THE INPUT
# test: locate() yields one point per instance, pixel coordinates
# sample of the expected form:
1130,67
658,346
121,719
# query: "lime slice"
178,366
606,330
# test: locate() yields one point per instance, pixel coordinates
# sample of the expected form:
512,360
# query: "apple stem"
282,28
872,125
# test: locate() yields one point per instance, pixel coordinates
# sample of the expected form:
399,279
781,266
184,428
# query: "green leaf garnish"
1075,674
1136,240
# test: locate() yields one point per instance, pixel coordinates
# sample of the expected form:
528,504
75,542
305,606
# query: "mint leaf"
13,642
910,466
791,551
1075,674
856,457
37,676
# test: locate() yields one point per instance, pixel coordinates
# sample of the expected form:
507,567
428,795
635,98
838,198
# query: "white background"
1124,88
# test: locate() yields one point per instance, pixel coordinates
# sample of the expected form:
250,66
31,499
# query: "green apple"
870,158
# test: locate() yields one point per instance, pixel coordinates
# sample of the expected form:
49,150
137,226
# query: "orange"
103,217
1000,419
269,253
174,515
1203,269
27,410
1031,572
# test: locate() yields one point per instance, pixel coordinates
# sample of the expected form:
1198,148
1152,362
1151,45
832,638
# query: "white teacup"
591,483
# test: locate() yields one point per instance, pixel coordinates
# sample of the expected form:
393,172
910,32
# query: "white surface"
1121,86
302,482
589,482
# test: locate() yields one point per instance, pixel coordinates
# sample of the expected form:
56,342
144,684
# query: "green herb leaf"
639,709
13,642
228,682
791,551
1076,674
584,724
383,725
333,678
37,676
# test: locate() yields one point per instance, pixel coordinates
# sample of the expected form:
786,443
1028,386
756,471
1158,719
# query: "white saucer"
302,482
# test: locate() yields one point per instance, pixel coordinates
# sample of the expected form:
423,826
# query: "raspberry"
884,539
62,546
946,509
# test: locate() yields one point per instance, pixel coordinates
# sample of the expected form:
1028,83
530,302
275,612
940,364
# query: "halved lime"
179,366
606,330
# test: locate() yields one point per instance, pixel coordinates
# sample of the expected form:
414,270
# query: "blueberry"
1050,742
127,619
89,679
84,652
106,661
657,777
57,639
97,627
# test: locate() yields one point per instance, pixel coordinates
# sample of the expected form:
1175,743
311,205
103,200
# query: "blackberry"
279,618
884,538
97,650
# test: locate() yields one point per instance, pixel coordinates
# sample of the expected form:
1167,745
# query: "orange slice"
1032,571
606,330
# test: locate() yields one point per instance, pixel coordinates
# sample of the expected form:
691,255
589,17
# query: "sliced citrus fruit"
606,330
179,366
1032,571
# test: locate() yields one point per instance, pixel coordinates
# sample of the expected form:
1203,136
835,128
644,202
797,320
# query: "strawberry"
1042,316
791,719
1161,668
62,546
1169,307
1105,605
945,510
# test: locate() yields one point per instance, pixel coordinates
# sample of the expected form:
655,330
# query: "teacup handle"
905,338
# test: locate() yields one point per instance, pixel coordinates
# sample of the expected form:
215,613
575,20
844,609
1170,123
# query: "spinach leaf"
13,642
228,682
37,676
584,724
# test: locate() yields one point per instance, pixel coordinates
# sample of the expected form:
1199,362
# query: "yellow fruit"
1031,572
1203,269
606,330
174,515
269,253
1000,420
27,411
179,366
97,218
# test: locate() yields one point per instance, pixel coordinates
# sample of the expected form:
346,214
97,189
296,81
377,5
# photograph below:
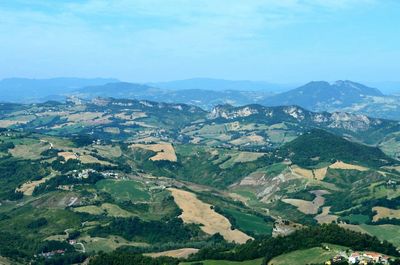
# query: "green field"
384,232
356,218
316,255
249,222
124,190
226,262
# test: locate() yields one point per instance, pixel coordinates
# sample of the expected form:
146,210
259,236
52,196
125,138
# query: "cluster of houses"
51,253
361,258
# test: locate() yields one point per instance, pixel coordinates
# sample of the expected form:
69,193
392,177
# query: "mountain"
299,119
320,95
316,146
222,85
204,98
102,174
343,96
33,90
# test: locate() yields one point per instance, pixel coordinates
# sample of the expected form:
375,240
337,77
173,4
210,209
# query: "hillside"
320,94
138,176
319,146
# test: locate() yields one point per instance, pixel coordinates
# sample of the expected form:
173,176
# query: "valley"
180,184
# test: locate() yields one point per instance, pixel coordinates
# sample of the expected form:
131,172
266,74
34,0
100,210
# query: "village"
359,257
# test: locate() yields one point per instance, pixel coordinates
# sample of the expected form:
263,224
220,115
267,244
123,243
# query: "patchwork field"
123,190
106,208
383,212
28,187
225,262
318,173
308,207
248,222
342,165
198,212
176,253
324,217
383,232
107,244
165,151
317,255
68,155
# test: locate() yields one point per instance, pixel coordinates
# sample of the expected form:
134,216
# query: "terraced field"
198,212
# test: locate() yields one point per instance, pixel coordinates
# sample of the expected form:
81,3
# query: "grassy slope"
315,255
226,262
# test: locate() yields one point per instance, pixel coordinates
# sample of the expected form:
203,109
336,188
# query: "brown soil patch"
342,165
198,212
176,253
383,212
325,217
28,187
165,151
68,155
318,173
309,207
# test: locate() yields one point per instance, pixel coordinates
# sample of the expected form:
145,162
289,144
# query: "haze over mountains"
206,93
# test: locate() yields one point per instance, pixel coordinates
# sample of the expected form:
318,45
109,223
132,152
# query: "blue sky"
285,41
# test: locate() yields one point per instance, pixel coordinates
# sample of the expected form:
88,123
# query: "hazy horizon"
286,42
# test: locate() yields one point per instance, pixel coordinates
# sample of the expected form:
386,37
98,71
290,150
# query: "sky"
281,41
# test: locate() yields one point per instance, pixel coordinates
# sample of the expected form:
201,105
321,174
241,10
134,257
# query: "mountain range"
317,96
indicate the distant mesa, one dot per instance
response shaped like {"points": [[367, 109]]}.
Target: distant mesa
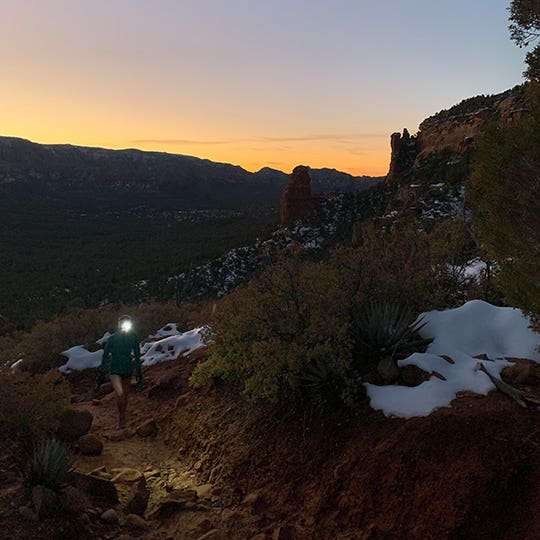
{"points": [[297, 201]]}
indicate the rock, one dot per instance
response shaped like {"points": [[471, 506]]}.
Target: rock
{"points": [[214, 534], [388, 370], [522, 372], [28, 513], [74, 423], [106, 388], [110, 516], [100, 491], [178, 499], [125, 474], [251, 499], [137, 522], [137, 499], [231, 516], [45, 501], [404, 151], [296, 200], [167, 383], [204, 491], [73, 500], [90, 445], [148, 429], [413, 375]]}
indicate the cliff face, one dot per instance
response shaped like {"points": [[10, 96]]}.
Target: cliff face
{"points": [[297, 201], [449, 136]]}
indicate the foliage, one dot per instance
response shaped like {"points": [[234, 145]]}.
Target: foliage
{"points": [[50, 464], [503, 191], [296, 334], [41, 347], [268, 332], [31, 406], [56, 257], [525, 29], [384, 329], [405, 265]]}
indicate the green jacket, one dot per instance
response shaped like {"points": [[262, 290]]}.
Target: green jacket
{"points": [[119, 349]]}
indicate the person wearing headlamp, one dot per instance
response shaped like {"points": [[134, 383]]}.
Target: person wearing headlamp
{"points": [[121, 353]]}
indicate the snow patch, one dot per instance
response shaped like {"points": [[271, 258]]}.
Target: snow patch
{"points": [[473, 329]]}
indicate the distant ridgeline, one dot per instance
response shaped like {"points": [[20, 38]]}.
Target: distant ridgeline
{"points": [[126, 178], [425, 181], [428, 170]]}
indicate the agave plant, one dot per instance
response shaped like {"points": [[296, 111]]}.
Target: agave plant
{"points": [[319, 387], [50, 464], [384, 330]]}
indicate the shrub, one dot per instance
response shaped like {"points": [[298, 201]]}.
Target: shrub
{"points": [[31, 405], [503, 192], [384, 329], [41, 347], [268, 332], [50, 464]]}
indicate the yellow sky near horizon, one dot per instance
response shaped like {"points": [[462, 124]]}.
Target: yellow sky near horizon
{"points": [[247, 82]]}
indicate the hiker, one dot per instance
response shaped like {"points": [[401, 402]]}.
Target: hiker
{"points": [[123, 349]]}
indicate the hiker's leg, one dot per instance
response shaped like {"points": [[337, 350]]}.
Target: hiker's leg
{"points": [[116, 381], [125, 386]]}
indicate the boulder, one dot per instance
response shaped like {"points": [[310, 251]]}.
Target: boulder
{"points": [[73, 500], [90, 445], [74, 423], [136, 522], [110, 516], [147, 429], [214, 534], [45, 501], [126, 475], [166, 384], [137, 499], [204, 491], [105, 388], [413, 376], [100, 491], [296, 200]]}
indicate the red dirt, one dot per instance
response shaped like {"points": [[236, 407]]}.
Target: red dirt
{"points": [[471, 471]]}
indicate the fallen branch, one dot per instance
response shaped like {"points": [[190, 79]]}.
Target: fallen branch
{"points": [[517, 395]]}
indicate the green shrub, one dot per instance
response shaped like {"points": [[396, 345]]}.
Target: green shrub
{"points": [[384, 329], [269, 331], [41, 347], [503, 192], [50, 464]]}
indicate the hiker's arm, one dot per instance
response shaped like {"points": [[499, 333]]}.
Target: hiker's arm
{"points": [[105, 357], [137, 355]]}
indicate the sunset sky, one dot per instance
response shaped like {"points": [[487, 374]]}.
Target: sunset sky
{"points": [[251, 82]]}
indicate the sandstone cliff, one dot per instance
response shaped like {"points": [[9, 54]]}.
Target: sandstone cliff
{"points": [[297, 201]]}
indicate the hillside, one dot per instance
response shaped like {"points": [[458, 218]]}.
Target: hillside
{"points": [[97, 177]]}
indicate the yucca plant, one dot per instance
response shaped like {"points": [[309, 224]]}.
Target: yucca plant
{"points": [[384, 331], [50, 464]]}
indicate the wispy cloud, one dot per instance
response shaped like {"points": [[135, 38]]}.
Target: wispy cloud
{"points": [[341, 138], [181, 141]]}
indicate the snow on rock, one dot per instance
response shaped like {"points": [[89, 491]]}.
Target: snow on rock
{"points": [[16, 366], [80, 358], [473, 329], [480, 328], [172, 346], [166, 344]]}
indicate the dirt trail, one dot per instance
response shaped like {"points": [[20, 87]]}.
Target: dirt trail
{"points": [[127, 456]]}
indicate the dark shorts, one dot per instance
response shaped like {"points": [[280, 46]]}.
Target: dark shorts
{"points": [[124, 376]]}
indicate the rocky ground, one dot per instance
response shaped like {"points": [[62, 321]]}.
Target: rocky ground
{"points": [[206, 466]]}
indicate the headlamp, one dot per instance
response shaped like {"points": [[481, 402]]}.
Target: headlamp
{"points": [[126, 326]]}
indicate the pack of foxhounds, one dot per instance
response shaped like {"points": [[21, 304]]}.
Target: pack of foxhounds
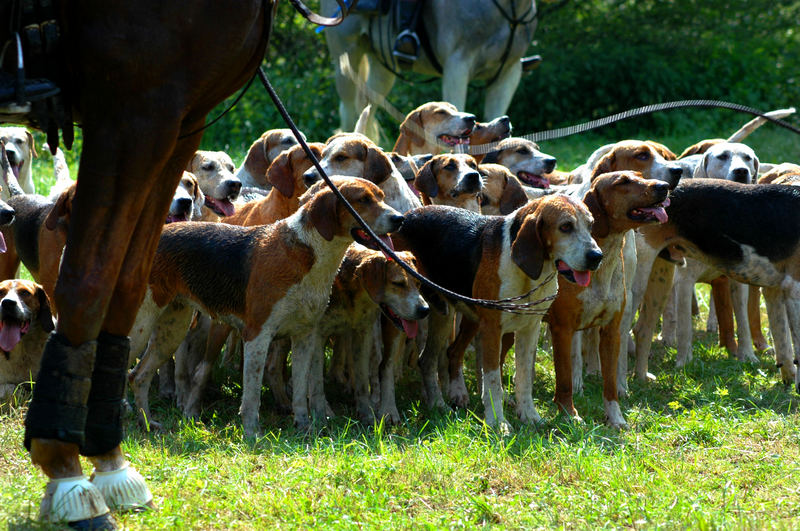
{"points": [[261, 267]]}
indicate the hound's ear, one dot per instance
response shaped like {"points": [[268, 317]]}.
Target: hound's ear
{"points": [[755, 168], [607, 163], [491, 157], [527, 249], [372, 274], [513, 195], [63, 207], [256, 159], [45, 314], [322, 213], [190, 166], [413, 128], [280, 175], [377, 167], [32, 143], [199, 198], [425, 181], [601, 227]]}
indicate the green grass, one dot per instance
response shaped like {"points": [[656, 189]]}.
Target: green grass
{"points": [[713, 445]]}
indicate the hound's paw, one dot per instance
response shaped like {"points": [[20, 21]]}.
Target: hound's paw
{"points": [[457, 393]]}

ASSIGNED TASK
What is needed is an exact copy of the lines above, from the one containing "indicate the green jacket, one" through the one containing "indicate the distant ridgeline, one", with nothing added.

ANSWER FOR THIS EXERCISE
indicate the green jacket, one dot per instance
response shaped like {"points": [[262, 290]]}.
Target: green jacket
{"points": [[119, 349]]}
indicate the person wearing headlamp, one dot per instance
response shaped like {"points": [[134, 383]]}.
Target: person wearing headlamp
{"points": [[121, 353]]}
indicate the snow patch, one dot per instance
response shaped like {"points": [[271, 258]]}.
Target: snow patch
{"points": [[473, 329]]}
indicate the distant ridgeline, one dot per instance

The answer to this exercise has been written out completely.